=== DESCRIPTION OF THE TASK ===
Reproduce the material from the line containing "seg: green leaves" through the line containing "244 42 L 256", replacing "green leaves" with "green foliage" and leaving everything else unchanged.

=== DATA RECORDS ===
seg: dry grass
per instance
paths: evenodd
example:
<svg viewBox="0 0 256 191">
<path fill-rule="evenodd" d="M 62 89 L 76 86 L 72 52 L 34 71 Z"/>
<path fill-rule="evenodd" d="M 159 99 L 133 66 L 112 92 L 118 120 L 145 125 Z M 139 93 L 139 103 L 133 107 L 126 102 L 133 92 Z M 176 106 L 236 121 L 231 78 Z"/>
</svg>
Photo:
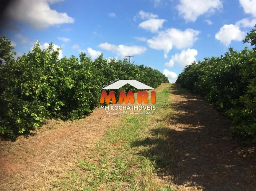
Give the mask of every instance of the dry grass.
<svg viewBox="0 0 256 191">
<path fill-rule="evenodd" d="M 255 148 L 229 136 L 229 122 L 178 86 L 156 91 L 153 115 L 97 108 L 1 142 L 1 190 L 256 190 Z"/>
</svg>

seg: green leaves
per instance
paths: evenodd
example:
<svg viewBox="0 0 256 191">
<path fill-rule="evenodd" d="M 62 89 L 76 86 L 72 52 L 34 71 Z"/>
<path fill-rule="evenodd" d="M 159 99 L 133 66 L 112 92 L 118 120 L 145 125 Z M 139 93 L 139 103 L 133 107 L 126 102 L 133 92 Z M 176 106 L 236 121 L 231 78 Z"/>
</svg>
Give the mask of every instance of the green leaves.
<svg viewBox="0 0 256 191">
<path fill-rule="evenodd" d="M 255 29 L 244 42 L 256 46 Z M 256 139 L 255 48 L 246 47 L 238 52 L 229 48 L 224 56 L 194 62 L 186 67 L 176 81 L 230 118 L 231 129 L 241 138 L 249 135 Z"/>
<path fill-rule="evenodd" d="M 117 78 L 154 88 L 168 83 L 157 70 L 126 59 L 107 60 L 101 55 L 94 61 L 81 53 L 59 59 L 52 43 L 42 50 L 37 42 L 31 52 L 15 60 L 10 43 L 0 37 L 0 132 L 10 136 L 39 128 L 45 119 L 84 117 L 100 105 L 100 86 Z"/>
</svg>

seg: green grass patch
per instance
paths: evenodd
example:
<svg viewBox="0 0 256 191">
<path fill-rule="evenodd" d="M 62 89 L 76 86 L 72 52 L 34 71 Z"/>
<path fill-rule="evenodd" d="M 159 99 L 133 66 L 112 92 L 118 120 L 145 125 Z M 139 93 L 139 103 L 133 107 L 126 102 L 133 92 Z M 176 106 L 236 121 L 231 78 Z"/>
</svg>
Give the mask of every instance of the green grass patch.
<svg viewBox="0 0 256 191">
<path fill-rule="evenodd" d="M 79 159 L 76 170 L 79 173 L 66 175 L 63 178 L 69 177 L 68 181 L 59 182 L 58 187 L 61 190 L 173 191 L 169 182 L 160 181 L 156 176 L 157 159 L 154 159 L 154 155 L 150 157 L 140 154 L 149 153 L 151 130 L 166 123 L 156 123 L 157 120 L 171 115 L 167 107 L 169 105 L 171 85 L 165 85 L 162 91 L 156 93 L 154 115 L 124 115 L 120 121 L 106 130 L 103 140 L 97 143 L 97 154 L 93 156 L 97 156 L 97 159 L 93 160 L 91 156 Z M 156 138 L 160 142 L 165 139 L 160 133 Z M 141 141 L 143 144 L 136 145 Z"/>
</svg>

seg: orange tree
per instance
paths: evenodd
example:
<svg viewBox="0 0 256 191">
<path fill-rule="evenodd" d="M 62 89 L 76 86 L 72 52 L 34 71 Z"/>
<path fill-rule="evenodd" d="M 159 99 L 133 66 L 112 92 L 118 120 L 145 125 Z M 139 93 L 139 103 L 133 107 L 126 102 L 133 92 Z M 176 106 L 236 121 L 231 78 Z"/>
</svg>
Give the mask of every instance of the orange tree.
<svg viewBox="0 0 256 191">
<path fill-rule="evenodd" d="M 255 29 L 244 42 L 255 46 Z M 220 57 L 195 62 L 186 66 L 176 83 L 201 95 L 230 118 L 231 129 L 238 137 L 256 139 L 255 47 L 239 52 L 229 48 Z"/>
</svg>

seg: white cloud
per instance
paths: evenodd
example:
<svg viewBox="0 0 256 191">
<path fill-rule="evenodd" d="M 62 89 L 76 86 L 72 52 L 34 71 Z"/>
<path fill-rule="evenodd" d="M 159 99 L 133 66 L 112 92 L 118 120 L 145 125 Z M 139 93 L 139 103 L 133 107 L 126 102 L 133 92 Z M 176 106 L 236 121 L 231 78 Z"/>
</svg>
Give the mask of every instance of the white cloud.
<svg viewBox="0 0 256 191">
<path fill-rule="evenodd" d="M 13 46 L 14 47 L 15 47 L 16 46 L 16 43 L 14 41 L 11 41 L 11 45 Z"/>
<path fill-rule="evenodd" d="M 87 52 L 87 51 L 86 49 L 78 49 L 78 51 L 81 53 L 81 52 L 83 52 L 84 53 L 85 53 Z"/>
<path fill-rule="evenodd" d="M 96 51 L 90 47 L 87 48 L 87 51 L 92 59 L 97 58 L 101 53 L 100 51 Z"/>
<path fill-rule="evenodd" d="M 212 24 L 212 22 L 209 19 L 206 19 L 204 21 L 209 25 L 211 25 Z"/>
<path fill-rule="evenodd" d="M 168 78 L 169 82 L 170 83 L 175 83 L 178 78 L 178 75 L 174 72 L 169 71 L 167 69 L 164 70 L 163 72 L 164 75 Z"/>
<path fill-rule="evenodd" d="M 72 49 L 78 49 L 80 48 L 80 46 L 78 44 L 74 44 L 73 46 L 71 48 Z"/>
<path fill-rule="evenodd" d="M 138 37 L 137 36 L 136 36 L 134 37 L 134 38 L 138 41 L 146 42 L 147 41 L 147 38 L 145 37 Z"/>
<path fill-rule="evenodd" d="M 155 7 L 157 6 L 160 2 L 161 0 L 151 0 L 154 2 L 154 6 Z"/>
<path fill-rule="evenodd" d="M 245 32 L 241 31 L 239 27 L 233 24 L 224 25 L 215 34 L 215 38 L 228 46 L 231 41 L 242 41 L 246 35 Z"/>
<path fill-rule="evenodd" d="M 113 58 L 109 57 L 107 58 L 107 62 L 108 63 L 109 63 L 111 61 L 111 60 L 113 59 L 115 61 L 116 61 L 117 60 L 117 58 L 116 57 L 114 57 Z"/>
<path fill-rule="evenodd" d="M 256 18 L 256 0 L 239 0 L 239 3 L 246 13 Z"/>
<path fill-rule="evenodd" d="M 22 44 L 29 44 L 31 45 L 34 45 L 35 42 L 30 41 L 28 37 L 24 36 L 20 33 L 19 33 L 15 35 L 15 37 L 20 40 L 20 43 Z"/>
<path fill-rule="evenodd" d="M 159 29 L 163 27 L 164 23 L 167 21 L 164 19 L 151 19 L 144 21 L 139 25 L 139 26 L 152 32 L 158 31 Z"/>
<path fill-rule="evenodd" d="M 66 28 L 66 29 L 64 29 L 61 30 L 62 31 L 65 31 L 65 32 L 68 32 L 69 31 L 70 31 L 72 29 L 71 28 Z"/>
<path fill-rule="evenodd" d="M 57 37 L 57 38 L 60 41 L 62 41 L 65 42 L 67 42 L 70 41 L 70 39 L 65 37 Z"/>
<path fill-rule="evenodd" d="M 187 21 L 194 22 L 200 16 L 213 13 L 223 7 L 220 0 L 180 0 L 177 6 L 179 14 Z"/>
<path fill-rule="evenodd" d="M 16 21 L 28 23 L 34 28 L 40 29 L 64 23 L 73 23 L 74 19 L 66 13 L 51 9 L 50 5 L 64 0 L 19 0 L 14 1 L 5 15 Z"/>
<path fill-rule="evenodd" d="M 143 10 L 141 10 L 139 12 L 139 15 L 141 19 L 155 19 L 158 17 L 157 15 L 156 15 L 151 13 L 147 13 Z"/>
<path fill-rule="evenodd" d="M 57 48 L 60 48 L 61 47 L 59 46 L 58 45 L 56 45 L 56 44 L 53 44 L 53 50 L 56 50 L 57 49 Z M 40 48 L 41 48 L 41 50 L 45 50 L 48 47 L 48 46 L 49 45 L 49 44 L 48 44 L 47 42 L 45 43 L 43 45 L 40 45 Z M 30 48 L 30 49 L 31 50 L 32 50 L 33 49 L 33 48 L 34 48 L 34 46 L 33 46 L 32 47 L 31 47 Z M 63 57 L 63 55 L 62 54 L 62 50 L 60 49 L 59 51 L 59 56 L 58 56 L 58 58 L 59 59 L 60 59 L 61 58 L 62 58 Z"/>
<path fill-rule="evenodd" d="M 116 16 L 115 13 L 110 13 L 107 14 L 107 15 L 110 17 L 115 17 Z"/>
<path fill-rule="evenodd" d="M 172 59 L 169 62 L 165 63 L 165 66 L 172 67 L 175 63 L 183 68 L 186 65 L 191 64 L 196 61 L 195 56 L 197 55 L 197 51 L 195 49 L 188 48 L 183 50 L 179 54 L 175 54 L 172 56 Z"/>
<path fill-rule="evenodd" d="M 168 29 L 159 32 L 157 36 L 147 41 L 148 46 L 152 48 L 164 51 L 164 58 L 175 46 L 181 50 L 192 46 L 197 40 L 200 31 L 191 29 L 184 31 L 175 28 Z"/>
<path fill-rule="evenodd" d="M 256 24 L 256 18 L 250 19 L 249 18 L 245 18 L 236 23 L 235 25 L 244 27 L 253 27 Z"/>
<path fill-rule="evenodd" d="M 153 69 L 155 69 L 155 67 L 154 67 L 154 66 L 151 66 L 151 65 L 149 65 L 149 67 L 150 67 L 151 68 L 153 68 Z"/>
<path fill-rule="evenodd" d="M 102 49 L 111 51 L 117 54 L 118 56 L 124 58 L 125 56 L 141 54 L 147 50 L 147 48 L 139 46 L 126 46 L 120 44 L 116 45 L 107 42 L 100 44 L 98 47 Z"/>
</svg>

=== OUTPUT BELOW ===
seg: green foliage
per instance
paths: evenodd
example:
<svg viewBox="0 0 256 191">
<path fill-rule="evenodd" d="M 62 89 L 76 86 L 72 52 L 34 71 Z"/>
<path fill-rule="evenodd" d="M 159 99 L 133 66 L 112 92 L 118 120 L 145 125 Z M 139 93 L 139 103 L 133 107 L 126 102 L 133 92 Z M 176 106 L 236 121 L 231 78 Z"/>
</svg>
Give the mask of every instance of the green foliage.
<svg viewBox="0 0 256 191">
<path fill-rule="evenodd" d="M 255 29 L 244 42 L 256 46 Z M 256 139 L 255 48 L 246 47 L 238 52 L 229 48 L 224 56 L 194 62 L 186 67 L 176 81 L 230 118 L 231 129 L 241 138 L 249 135 Z"/>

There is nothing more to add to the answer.